*Supplied material*.
---*---
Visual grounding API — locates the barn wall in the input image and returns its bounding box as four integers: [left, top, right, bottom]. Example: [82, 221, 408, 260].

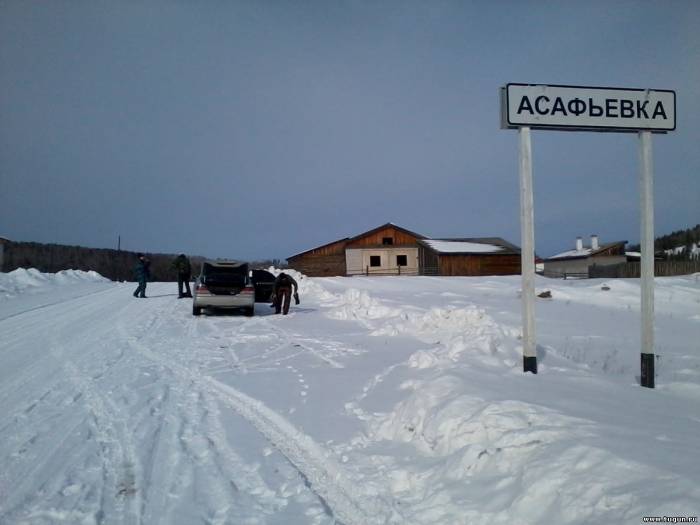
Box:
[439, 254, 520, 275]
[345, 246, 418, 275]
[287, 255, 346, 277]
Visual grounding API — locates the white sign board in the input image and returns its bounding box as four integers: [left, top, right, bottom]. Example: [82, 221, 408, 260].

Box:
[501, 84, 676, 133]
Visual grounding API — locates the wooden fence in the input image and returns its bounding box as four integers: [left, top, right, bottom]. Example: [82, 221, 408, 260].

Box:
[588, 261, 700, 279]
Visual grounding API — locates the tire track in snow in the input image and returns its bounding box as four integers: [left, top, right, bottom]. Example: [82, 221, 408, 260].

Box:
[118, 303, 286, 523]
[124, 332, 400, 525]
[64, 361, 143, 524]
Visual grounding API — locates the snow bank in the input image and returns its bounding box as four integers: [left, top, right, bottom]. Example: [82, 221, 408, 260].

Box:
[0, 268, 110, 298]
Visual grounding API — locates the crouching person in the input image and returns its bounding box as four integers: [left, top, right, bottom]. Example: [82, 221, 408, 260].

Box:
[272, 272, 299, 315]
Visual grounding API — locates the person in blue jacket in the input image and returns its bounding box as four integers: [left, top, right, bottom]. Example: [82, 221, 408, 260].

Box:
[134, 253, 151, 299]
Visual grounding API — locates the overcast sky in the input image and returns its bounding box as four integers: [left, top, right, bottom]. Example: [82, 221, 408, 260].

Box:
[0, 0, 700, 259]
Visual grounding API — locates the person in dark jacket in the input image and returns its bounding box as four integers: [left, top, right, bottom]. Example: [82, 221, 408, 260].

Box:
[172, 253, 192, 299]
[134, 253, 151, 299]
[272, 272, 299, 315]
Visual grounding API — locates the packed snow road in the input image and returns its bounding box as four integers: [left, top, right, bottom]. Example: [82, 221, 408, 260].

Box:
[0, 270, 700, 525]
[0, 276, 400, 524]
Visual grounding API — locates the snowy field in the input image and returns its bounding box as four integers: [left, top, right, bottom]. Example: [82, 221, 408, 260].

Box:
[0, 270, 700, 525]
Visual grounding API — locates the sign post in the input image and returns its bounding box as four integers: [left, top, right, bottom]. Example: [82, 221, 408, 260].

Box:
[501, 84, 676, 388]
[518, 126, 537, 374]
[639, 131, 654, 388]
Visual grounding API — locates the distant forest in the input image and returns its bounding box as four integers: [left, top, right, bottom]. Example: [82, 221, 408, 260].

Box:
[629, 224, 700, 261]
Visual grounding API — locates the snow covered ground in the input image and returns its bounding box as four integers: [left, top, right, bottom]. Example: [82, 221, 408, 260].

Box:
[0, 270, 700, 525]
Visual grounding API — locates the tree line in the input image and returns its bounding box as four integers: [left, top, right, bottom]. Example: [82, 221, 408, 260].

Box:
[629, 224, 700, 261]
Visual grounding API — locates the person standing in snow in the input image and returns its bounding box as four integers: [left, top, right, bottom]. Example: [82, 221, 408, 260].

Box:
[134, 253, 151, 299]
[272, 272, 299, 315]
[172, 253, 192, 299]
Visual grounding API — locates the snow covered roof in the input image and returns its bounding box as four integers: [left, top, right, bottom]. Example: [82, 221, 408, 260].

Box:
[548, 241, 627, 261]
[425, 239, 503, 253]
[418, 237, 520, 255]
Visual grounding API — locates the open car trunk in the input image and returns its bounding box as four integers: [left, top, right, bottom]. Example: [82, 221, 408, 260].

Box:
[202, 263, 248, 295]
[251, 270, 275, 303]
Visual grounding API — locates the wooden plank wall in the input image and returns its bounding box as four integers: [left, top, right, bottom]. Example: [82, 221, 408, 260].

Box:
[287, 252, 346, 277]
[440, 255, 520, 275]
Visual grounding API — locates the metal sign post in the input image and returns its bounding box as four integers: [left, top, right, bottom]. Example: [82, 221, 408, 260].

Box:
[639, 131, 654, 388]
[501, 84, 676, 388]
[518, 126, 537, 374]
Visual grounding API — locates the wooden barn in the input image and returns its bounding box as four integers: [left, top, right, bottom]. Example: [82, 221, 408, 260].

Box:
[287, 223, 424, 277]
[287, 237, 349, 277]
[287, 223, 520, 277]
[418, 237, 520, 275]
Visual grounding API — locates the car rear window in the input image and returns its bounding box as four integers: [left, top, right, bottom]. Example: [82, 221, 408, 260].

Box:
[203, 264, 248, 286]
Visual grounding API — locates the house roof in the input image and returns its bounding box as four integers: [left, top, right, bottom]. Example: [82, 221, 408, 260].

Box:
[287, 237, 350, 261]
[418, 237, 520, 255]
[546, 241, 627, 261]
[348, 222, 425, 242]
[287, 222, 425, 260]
---*---
*What is expected*. Render every line of the rows above as a Markdown table with the columns "No." and "Line", numbering each line and skipping blank lines. Leave the pictures out of the answer.

*Right answer*.
| No. | Line |
|---|---|
| 1 | Visual grounding API — locates the barn wall in the input image and returns its bounding box as four integers: [left, top, right, bottom]. Example: [82, 221, 408, 260]. |
| 2 | Box: |
| 3 | [439, 254, 520, 275] |
| 4 | [345, 246, 418, 275] |
| 5 | [287, 255, 346, 277] |
| 6 | Visual grounding API — locates the white sign board in the input image and returns its bounding box as four integers: [left, top, right, bottom]. Example: [82, 221, 408, 260]. |
| 7 | Box: |
| 8 | [501, 84, 676, 133] |
| 9 | Visual grounding API — locates the wooden fence in the input image and returns its bounding box as four integers: [left, top, right, bottom]. Example: [82, 221, 408, 260]. |
| 10 | Box: |
| 11 | [588, 261, 700, 279] |
| 12 | Visual grounding API — locates the tire track in snow in the input image and returns its bounding box as four integers: [left, top, right, bottom]. Example: [82, 221, 408, 260]. |
| 13 | Box: |
| 14 | [118, 303, 286, 523] |
| 15 | [124, 332, 400, 525] |
| 16 | [64, 361, 143, 524] |
| 17 | Visual grounding API — locates the snow bank in the input image and returns its bounding box as four integers: [left, top, right, bottom]. Example: [82, 221, 408, 260]. |
| 18 | Box: |
| 19 | [0, 268, 110, 298] |
| 20 | Visual grounding API — locates the crouching person in the input image and returns its bounding box as four integers: [left, top, right, bottom]. Example: [82, 221, 408, 260]. |
| 21 | Box: |
| 22 | [272, 272, 299, 315] |
| 23 | Visual grounding API — locates the person in blue jacket in the input image and returns its bounding box as four integers: [left, top, right, bottom]. Example: [82, 221, 408, 260]. |
| 24 | Box: |
| 25 | [134, 253, 151, 299] |
| 26 | Visual grounding API — locates the overcast sky in the input image and returns its bounding box as four integers: [left, top, right, bottom]. Example: [82, 221, 408, 260]. |
| 27 | Box: |
| 28 | [0, 0, 700, 259] |
| 29 | Visual grounding API — locates the person in dark jacket in the input image and returns its bounding box as four integers: [left, top, right, bottom]. Example: [82, 221, 408, 260]. |
| 30 | Box: |
| 31 | [172, 253, 192, 299] |
| 32 | [134, 253, 151, 299] |
| 33 | [272, 272, 299, 315] |
| 34 | Visual grounding API — locates the packed snow road in the input image and returns its bounding box as four integers: [left, top, right, bottom]. Example: [82, 221, 408, 260]. |
| 35 | Box: |
| 36 | [0, 270, 700, 525] |
| 37 | [0, 276, 400, 524] |
| 38 | Visual grounding API — locates the snowy field in the input image and returns its bounding box as four integers: [left, top, right, bottom]. Example: [82, 221, 408, 260]. |
| 39 | Box: |
| 40 | [0, 270, 700, 525] |
| 41 | Visual grounding API — locates the sign post in the input image and returns its bounding box as four integers: [left, top, right, bottom]. Example: [82, 221, 408, 260]. |
| 42 | Box: |
| 43 | [501, 84, 676, 388] |
| 44 | [518, 126, 537, 374] |
| 45 | [639, 131, 654, 388] |
| 46 | Visual grounding API — locates the distant forest in the input image and returns its bounding box as four integers: [left, top, right, bottom]. Example: [82, 221, 408, 260]. |
| 47 | Box: |
| 48 | [629, 224, 700, 261] |
| 49 | Visual grounding API — locates the snow covered ground in the input image and returns its bounding box as four integers: [left, top, right, bottom]. Example: [82, 221, 408, 260]. |
| 50 | Box: |
| 51 | [0, 270, 700, 525] |
| 52 | Visual grounding API — locates the tree line in the input image and returns its bounding box as four integers: [left, top, right, bottom]. Example: [82, 221, 408, 260]. |
| 53 | Box: |
| 54 | [629, 224, 700, 261] |
| 55 | Visual grounding API — locates the person standing in snow in the input image and returns its bounding box as four integers: [left, top, right, bottom]. Example: [82, 221, 408, 260]. |
| 56 | Box: |
| 57 | [134, 253, 151, 299] |
| 58 | [272, 272, 299, 315] |
| 59 | [172, 253, 192, 299] |
| 60 | Visual grounding API — locates the snow covered roof in the input image and returns its bounding box as four integers: [left, top, right, bottom]. Example: [82, 221, 408, 260]. |
| 61 | Box: |
| 62 | [548, 241, 627, 261] |
| 63 | [425, 239, 503, 253] |
| 64 | [418, 237, 520, 255] |
| 65 | Visual grounding API — locates the open car trunk in the input image and returns its bounding box as four integers: [left, top, right, bottom]. Example: [82, 221, 408, 260]. |
| 66 | Box: |
| 67 | [202, 263, 248, 295] |
| 68 | [251, 270, 275, 303] |
| 69 | Visual grounding API — locates the wooden plank wall in the input image and returns its bounding box as four integers: [left, top, right, bottom]. Example: [82, 221, 408, 260]. |
| 70 | Box: |
| 71 | [287, 252, 346, 277] |
| 72 | [440, 255, 520, 275] |
| 73 | Visual grounding API — locates the metal sign post in the input image and returns its bounding box as four integers: [left, top, right, bottom]. Example: [82, 221, 408, 260]. |
| 74 | Box: |
| 75 | [639, 131, 654, 388] |
| 76 | [501, 84, 676, 388] |
| 77 | [518, 126, 537, 374] |
| 78 | Visual grounding API — locates the wooden barn in the input image and returns its bounding box as four integers: [left, top, right, bottom]. Example: [82, 221, 408, 260]. |
| 79 | Box: |
| 80 | [287, 223, 424, 277] |
| 81 | [287, 237, 349, 277] |
| 82 | [287, 223, 520, 277] |
| 83 | [418, 237, 520, 275] |
| 84 | Visual grounding API — locates the car rear window in the input image and returns its bounding box as four integers: [left, top, right, bottom]. Example: [82, 221, 408, 260]. |
| 85 | Box: |
| 86 | [203, 264, 248, 286] |
| 87 | Visual grounding API — locates the house roof in the input image and returns its bounding box as four integers: [left, top, right, bottom]. Example: [82, 221, 408, 260]. |
| 88 | Box: |
| 89 | [287, 237, 350, 261] |
| 90 | [418, 237, 520, 255] |
| 91 | [546, 241, 627, 261] |
| 92 | [348, 222, 425, 242] |
| 93 | [287, 222, 425, 260] |